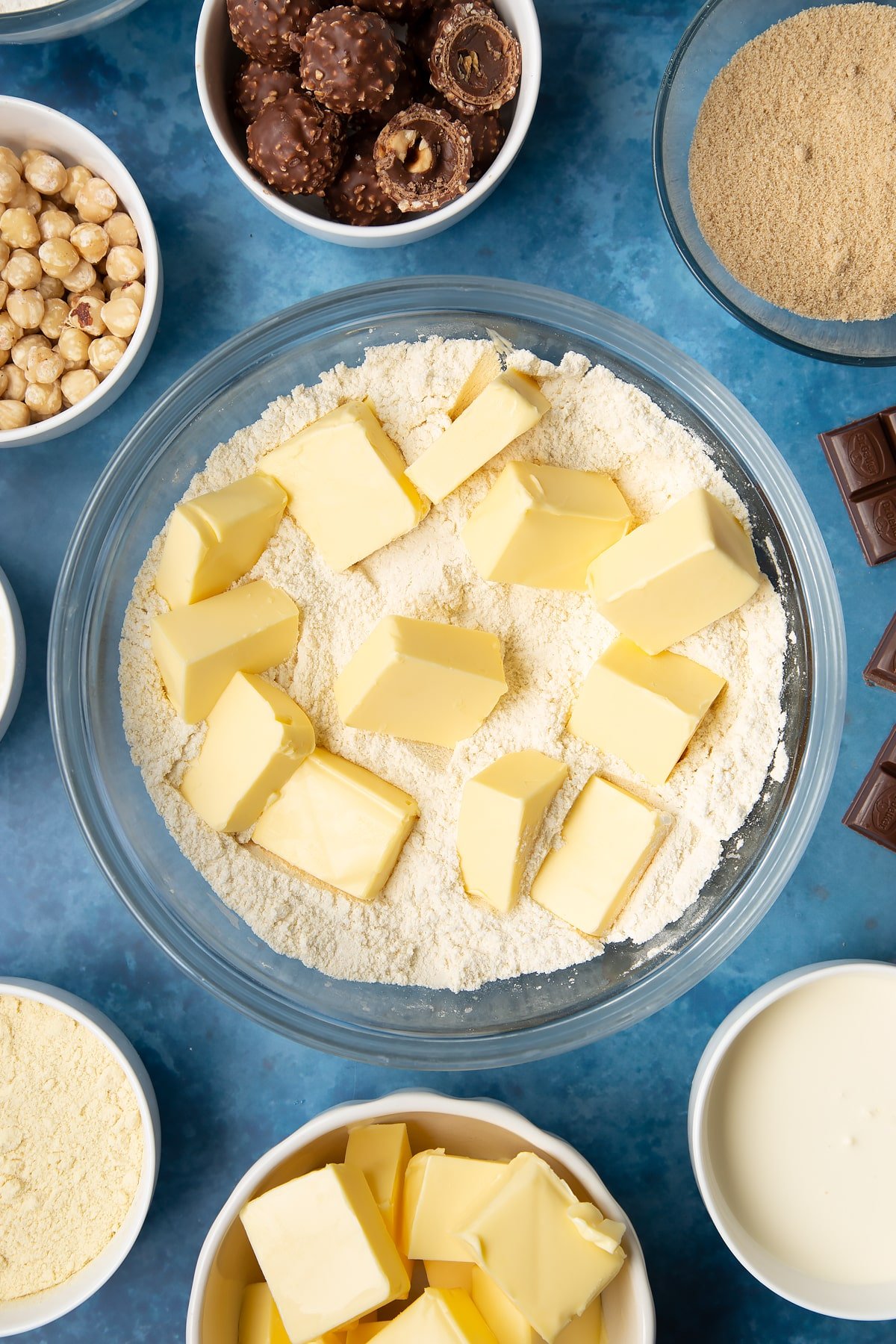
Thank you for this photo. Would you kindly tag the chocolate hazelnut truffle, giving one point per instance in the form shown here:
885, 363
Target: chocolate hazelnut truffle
296, 146
356, 196
423, 158
257, 85
351, 60
476, 60
262, 28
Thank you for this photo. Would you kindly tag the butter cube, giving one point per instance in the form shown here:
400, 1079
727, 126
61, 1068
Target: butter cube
644, 707
507, 408
682, 570
382, 1152
339, 823
526, 1239
346, 484
501, 812
217, 538
260, 1320
257, 735
422, 680
541, 526
440, 1191
449, 1275
324, 1250
609, 839
438, 1316
200, 647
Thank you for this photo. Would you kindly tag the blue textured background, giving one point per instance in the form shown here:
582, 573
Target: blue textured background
576, 213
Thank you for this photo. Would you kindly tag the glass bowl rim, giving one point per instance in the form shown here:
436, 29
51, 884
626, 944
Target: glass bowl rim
669, 77
368, 305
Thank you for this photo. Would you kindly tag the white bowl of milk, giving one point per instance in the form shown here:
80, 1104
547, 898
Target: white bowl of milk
793, 1136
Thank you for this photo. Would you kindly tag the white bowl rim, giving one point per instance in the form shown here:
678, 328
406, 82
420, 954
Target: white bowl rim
13, 633
143, 337
408, 230
421, 1101
58, 1301
715, 1051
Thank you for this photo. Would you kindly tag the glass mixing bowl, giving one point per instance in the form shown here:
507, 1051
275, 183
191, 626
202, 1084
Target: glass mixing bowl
718, 31
504, 1021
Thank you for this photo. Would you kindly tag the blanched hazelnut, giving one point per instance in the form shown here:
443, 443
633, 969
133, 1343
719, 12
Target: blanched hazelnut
19, 228
105, 352
43, 172
96, 201
13, 414
121, 230
90, 241
77, 385
26, 308
121, 316
43, 399
55, 312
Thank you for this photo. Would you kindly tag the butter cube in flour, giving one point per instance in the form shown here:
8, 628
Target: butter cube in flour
438, 1316
440, 1189
507, 408
257, 735
217, 538
346, 484
541, 526
609, 839
200, 647
682, 570
382, 1152
501, 812
532, 1236
339, 823
644, 707
422, 680
324, 1250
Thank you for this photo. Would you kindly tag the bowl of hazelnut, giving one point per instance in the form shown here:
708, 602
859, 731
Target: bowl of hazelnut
368, 124
80, 275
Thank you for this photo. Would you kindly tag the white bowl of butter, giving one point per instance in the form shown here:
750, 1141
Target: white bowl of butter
793, 1136
82, 1100
479, 1129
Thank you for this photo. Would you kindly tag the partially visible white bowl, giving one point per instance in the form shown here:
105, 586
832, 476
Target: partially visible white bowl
13, 653
480, 1128
217, 63
31, 125
30, 1313
855, 1303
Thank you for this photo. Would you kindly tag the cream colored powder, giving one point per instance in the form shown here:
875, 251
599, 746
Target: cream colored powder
72, 1147
423, 929
793, 163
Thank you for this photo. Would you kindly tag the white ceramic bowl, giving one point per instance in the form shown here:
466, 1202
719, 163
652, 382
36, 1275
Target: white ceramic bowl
30, 1313
481, 1128
217, 63
13, 653
31, 125
862, 1303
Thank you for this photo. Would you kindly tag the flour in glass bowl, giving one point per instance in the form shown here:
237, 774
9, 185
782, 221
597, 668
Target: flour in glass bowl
423, 929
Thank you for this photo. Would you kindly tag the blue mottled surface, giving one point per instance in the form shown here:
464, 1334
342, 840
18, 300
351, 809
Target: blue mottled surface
576, 213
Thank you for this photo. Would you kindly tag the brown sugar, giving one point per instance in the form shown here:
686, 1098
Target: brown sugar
793, 163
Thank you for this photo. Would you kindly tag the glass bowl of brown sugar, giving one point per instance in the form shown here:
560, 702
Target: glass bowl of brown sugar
768, 155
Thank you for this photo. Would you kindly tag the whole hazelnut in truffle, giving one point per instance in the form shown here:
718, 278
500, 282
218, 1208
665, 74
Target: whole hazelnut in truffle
356, 196
349, 60
296, 146
257, 85
262, 28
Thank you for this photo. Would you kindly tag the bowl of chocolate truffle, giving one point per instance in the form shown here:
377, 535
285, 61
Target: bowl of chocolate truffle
368, 124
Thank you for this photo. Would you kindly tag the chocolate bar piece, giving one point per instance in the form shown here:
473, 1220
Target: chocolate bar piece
882, 670
862, 458
874, 809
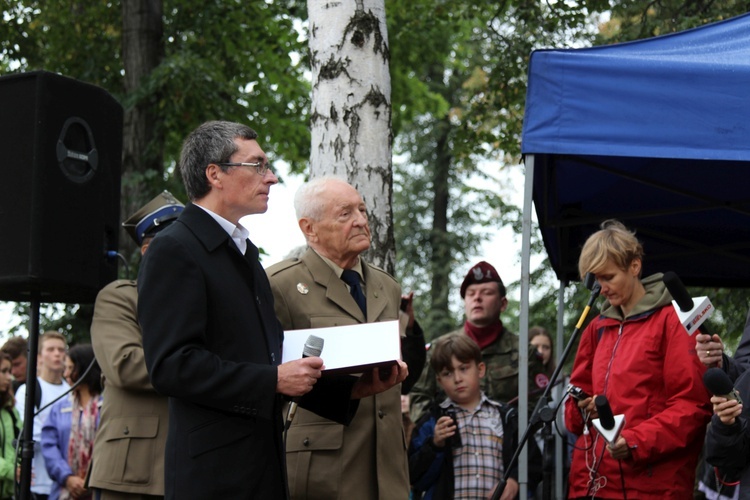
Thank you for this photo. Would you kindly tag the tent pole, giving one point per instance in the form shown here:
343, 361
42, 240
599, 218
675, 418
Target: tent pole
560, 445
523, 341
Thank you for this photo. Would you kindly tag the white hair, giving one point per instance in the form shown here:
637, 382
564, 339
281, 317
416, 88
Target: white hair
308, 201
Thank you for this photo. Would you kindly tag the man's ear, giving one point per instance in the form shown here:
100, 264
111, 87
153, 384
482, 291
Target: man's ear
212, 175
307, 226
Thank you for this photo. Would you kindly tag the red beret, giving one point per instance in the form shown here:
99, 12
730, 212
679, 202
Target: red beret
480, 273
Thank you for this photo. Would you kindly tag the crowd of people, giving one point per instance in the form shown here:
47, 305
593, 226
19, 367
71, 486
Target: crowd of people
190, 398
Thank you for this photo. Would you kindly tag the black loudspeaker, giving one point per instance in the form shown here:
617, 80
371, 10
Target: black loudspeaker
60, 158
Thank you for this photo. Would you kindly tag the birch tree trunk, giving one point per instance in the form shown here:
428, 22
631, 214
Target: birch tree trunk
142, 146
351, 109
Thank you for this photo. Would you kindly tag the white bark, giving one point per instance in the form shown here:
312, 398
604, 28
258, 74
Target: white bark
351, 108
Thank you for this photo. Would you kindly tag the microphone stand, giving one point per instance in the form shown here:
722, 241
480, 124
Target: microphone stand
543, 413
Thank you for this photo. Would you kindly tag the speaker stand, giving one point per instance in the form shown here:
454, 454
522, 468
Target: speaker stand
27, 438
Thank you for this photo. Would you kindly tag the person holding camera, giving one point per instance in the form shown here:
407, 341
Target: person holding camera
461, 448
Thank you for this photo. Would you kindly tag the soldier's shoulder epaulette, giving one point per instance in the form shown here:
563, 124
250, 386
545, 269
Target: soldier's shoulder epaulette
123, 284
381, 271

* * * *

• What to do:
Wherever a picture appears in the records above, skip it and retype everything else exactly.

• Result for this task:
Thank you for this photo. Would you kindly tag the chocolate hazelnut truffle, giving one point per instance in the form shown here:
885, 363
Target: chocolate hazelnut truffle
296, 146
356, 196
423, 158
257, 85
351, 60
476, 60
262, 28
Thank you for this photo. Would you kindly tag the butter cube, giving one point per instance in the form shown here:
400, 1079
727, 126
61, 1068
Target: butter cube
644, 707
507, 408
682, 570
382, 1152
339, 823
526, 1239
346, 484
501, 812
217, 538
260, 1320
257, 735
422, 680
541, 526
440, 1191
449, 1275
324, 1250
609, 839
438, 1316
200, 647
Thank you for this photo. Would you kindly tag the blue textured background, giving one point per instance in the form shown here:
582, 573
Target: blue textured background
576, 213
Thank you for this photo. Would you kindly tag the glass bowl rim, giving one point per instance in the form shown here:
436, 29
51, 884
626, 944
Target: glass bowl rim
669, 77
368, 305
Thank you for this photo. Would you kindly tag the white bowl of milk, giving one point per instance in the form shown here:
80, 1104
547, 898
Target: white bowl of milk
793, 1136
Thank you for this photo. Would you kindly tag the white bowl rim, giving one point per instance in the form shown here:
678, 328
406, 82
420, 954
Target: white bowl rim
13, 633
143, 337
408, 230
421, 1101
58, 1301
715, 1051
Thank you for this photo. Would you kindly tag the glass mixing bowl, giving one point per instance in the form shown here:
507, 1051
275, 183
191, 626
202, 1084
Target: glass mixing bowl
718, 31
504, 1021
Thank you for this photo. Would you kindly tag the blanched hazelnut, giving one point per instance in the form shown here:
443, 443
633, 969
133, 1343
719, 12
Target: blanched hazelnut
19, 228
105, 352
43, 172
96, 201
13, 414
121, 230
90, 241
77, 385
26, 308
121, 316
43, 399
55, 312
Thank you for this photo. Would you kindly tag the butter cube in flour, giving one point per instance in the form shown here:
8, 628
Target: butter cube in flour
438, 1316
440, 1189
507, 408
257, 735
217, 538
346, 484
541, 526
609, 839
200, 647
682, 570
382, 1152
501, 812
532, 1236
339, 823
644, 707
422, 680
324, 1250
Thank you for this photo. Would you kindly tag the bowl of hazelnut, giving one point per instance in the form shown here:
708, 602
859, 731
Target: bowl of hazelnut
368, 124
80, 275
Thank you for this photo. Would you kindly tag the white bowl of butter, giving one point per instance in the form shown here:
750, 1141
Target: white bowl of butter
793, 1136
82, 1100
479, 1129
Thank you for this photo. Would you kindly tag the partially visible white bowl, giving one point per instance in the form shown here:
105, 586
832, 476
Target: partially visible white bowl
13, 653
480, 1128
217, 63
31, 125
30, 1313
855, 1303
Thank you for this photo. Would you kindly tag the cream colored powder, giving one point per instance in the form shown here:
875, 251
599, 746
Target: cream colored powder
72, 1147
423, 929
793, 163
Thank you for this photo. Would you kindly tag the white ceramic bowl, giving one point per instance in the form shown here:
466, 1202
719, 163
652, 382
36, 1275
Target: white ceramic bowl
30, 1313
481, 1128
217, 63
13, 653
31, 125
862, 1303
Thank you for this photo. Would you kindly tag the flour in glass bowl, giving one point per instance in the form shown here:
237, 774
9, 185
782, 221
597, 668
Target: flour in glass bowl
423, 929
Thank you for this photo. Would you kindly tag the blue mottled surface, giving one point per instance in the form shown here:
464, 1334
342, 840
18, 300
351, 809
Target: blue mottled surface
576, 213
Thank you for this photo. Would you kindly tag the brown sugar, giving one point per instance in the form shown here:
686, 1098
Target: brown sugar
793, 163
Thank you for this photo. Would you kindly tag the glass bowl of brown sugar, giving one point per instance in the form shown here:
560, 702
Target: glass bowl of brown sugar
768, 155
Thank you for this photo. Would you kindly tag the whole hazelnut in truffle, giving one point per instance in the form shown here:
718, 278
500, 282
218, 1208
665, 74
Target: whole hazelnut in truffle
356, 196
349, 60
296, 146
257, 85
262, 28
Thank you for this photo. Would you kindly tag the bowl of chocolate truffle, giving one point per instance in the form shown here:
377, 535
285, 61
Target: bowl of chocolate truffle
368, 124
Thank you for this photo. Would you kindly tag the chocolate bar piece, giving one point per instance in the form shown here:
473, 1220
Target: chocolate bar piece
882, 670
862, 458
874, 809
Thank you for this photo. Would you kindly tag the tent pole, giving one point per instance in the form shown here:
343, 361
42, 240
599, 218
675, 418
Target: tent pole
560, 445
523, 341
Thank you for this photo. Would you kindly tag the white hair, giving one point per instance in the form shown here:
637, 382
564, 339
281, 317
416, 88
Target: white hair
308, 201
Thank you for this photo. Would you kindly tag the man's ear, giving one point per instance in the form shown here:
100, 264
111, 87
153, 384
482, 291
Target: man's ear
212, 175
307, 226
Thank you for this photo. Would you kindly tag the red beret, giving one point per instance in the form shown here:
99, 12
730, 212
679, 202
Target: red beret
480, 273
Thank you for this photo. Would you kindly tag the crowd of people, giving one point per instance in the form shown here:
47, 305
593, 226
19, 367
71, 486
Target: crowd of people
190, 398
Thank you for this photo. Would you kindly tag the black loudspeaker, giving one point per instance in the form shown here:
617, 80
371, 10
Target: black loudspeaker
60, 158
Thank you for this photo. Would you kindly tag the birch tree trunk, giving one point per instance in the form shown here:
428, 22
631, 214
Target: birch tree trunk
142, 146
351, 109
Thank you for this photo. Would you kindly tag the white bark, giving one point per instance in the form shown here:
312, 398
604, 28
258, 74
Target: white bark
351, 108
Thank you for this photo. Would you kindly tag the microphone stand, giving one point per instance in the form shown here:
722, 241
480, 124
Target: microphone stand
543, 413
Thank you for this photo. Would you kindly tag the speaker stand, giving one point per instance in the form shown here:
454, 454
522, 468
Target: speaker stand
27, 438
Thank you for this photo. Would you kindly tag the person holding camera, giving one point per instance in the form shown here:
407, 341
Target: person holding camera
461, 448
Thank you for this photo. Would you kindly tag the soldier's shoulder epaulette, giving one point per instance in the form shown here:
563, 124
250, 386
545, 269
Target: soldier's shoulder epaulette
123, 284
381, 271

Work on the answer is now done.